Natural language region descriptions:
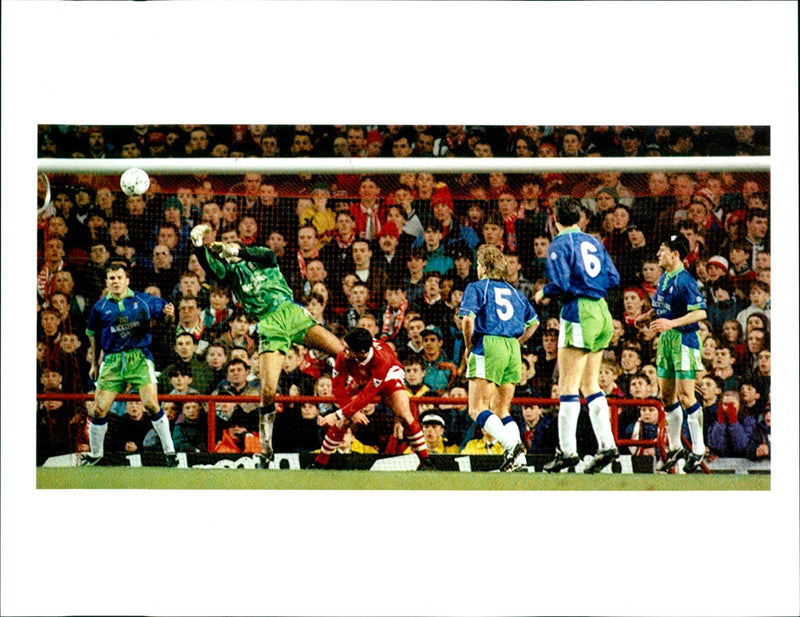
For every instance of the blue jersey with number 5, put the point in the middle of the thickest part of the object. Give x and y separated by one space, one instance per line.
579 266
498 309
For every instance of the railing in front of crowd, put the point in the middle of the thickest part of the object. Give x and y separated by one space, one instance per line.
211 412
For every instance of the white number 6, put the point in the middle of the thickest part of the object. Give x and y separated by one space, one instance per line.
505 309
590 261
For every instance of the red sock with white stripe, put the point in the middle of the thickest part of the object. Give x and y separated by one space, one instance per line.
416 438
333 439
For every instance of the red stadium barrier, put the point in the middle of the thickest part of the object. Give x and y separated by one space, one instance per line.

TASK
Repeat all of the entries above word for word and omit the pictures.

RESULT FOR THIS EXERCISE
For every instance of the blue jersey with number 5, put the point in the middle of the thickest part of the object. Give x and y separated by one space, one instance per line.
579 266
498 309
For every instance of the railing in front of crowd, put the point in the middle of the thickest part of the object. Give x and y separated by one space, one instance per line.
211 412
For every instance of the white number 6, put the point in the middle of the thickest part of the object. Give x and y separated by one space, one instance per line.
505 309
590 261
For every instance of the red sock with white stripe, put the point in the middle of the thickest part of the object. Give x and y separated by one space, one instance per line.
416 438
333 439
For every instance of the red stadium barrier, put the point in the middle of the thickest part of the object. Give x and y separated by one space, one instance per line.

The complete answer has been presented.